[Rows from a dataset]
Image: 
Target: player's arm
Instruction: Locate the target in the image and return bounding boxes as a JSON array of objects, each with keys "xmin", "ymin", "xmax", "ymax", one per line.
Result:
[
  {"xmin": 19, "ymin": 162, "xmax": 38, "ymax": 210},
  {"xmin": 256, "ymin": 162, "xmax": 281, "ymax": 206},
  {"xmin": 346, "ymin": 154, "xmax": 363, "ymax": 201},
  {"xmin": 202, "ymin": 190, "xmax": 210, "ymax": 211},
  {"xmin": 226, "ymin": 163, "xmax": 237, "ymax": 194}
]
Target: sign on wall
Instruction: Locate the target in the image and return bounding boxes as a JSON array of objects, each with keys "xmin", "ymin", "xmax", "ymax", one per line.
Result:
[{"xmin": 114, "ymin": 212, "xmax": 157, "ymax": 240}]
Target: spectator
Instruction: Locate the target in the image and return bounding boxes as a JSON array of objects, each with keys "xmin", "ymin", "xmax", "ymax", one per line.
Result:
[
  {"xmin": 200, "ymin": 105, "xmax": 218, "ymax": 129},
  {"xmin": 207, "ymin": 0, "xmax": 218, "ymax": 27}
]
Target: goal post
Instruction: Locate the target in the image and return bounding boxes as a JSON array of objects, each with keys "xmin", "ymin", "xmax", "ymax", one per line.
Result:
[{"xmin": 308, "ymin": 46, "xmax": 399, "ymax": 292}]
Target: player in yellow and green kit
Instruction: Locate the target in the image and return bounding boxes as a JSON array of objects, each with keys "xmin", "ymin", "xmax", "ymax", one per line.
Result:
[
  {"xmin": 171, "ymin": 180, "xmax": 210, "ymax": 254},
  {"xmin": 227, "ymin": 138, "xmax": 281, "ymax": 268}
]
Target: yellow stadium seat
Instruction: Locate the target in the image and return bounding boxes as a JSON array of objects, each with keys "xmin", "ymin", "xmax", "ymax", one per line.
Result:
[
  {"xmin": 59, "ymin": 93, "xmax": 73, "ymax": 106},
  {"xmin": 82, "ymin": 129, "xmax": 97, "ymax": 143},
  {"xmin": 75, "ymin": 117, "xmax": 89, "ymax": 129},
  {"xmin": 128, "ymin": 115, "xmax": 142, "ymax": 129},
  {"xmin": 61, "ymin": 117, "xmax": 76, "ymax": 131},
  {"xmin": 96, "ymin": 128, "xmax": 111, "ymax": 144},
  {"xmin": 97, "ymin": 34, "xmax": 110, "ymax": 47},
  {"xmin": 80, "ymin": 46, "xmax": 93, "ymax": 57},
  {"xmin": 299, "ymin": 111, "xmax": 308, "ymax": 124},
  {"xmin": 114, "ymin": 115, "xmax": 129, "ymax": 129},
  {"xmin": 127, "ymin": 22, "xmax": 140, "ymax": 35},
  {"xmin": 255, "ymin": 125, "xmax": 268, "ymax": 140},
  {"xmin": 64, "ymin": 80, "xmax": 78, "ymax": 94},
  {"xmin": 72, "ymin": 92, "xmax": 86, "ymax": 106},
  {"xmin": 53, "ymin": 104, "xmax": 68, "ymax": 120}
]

_Task details_. How many lines in the entries above contain the word "yellow"? Reply with the number alone.

_Result for this exercise_. 2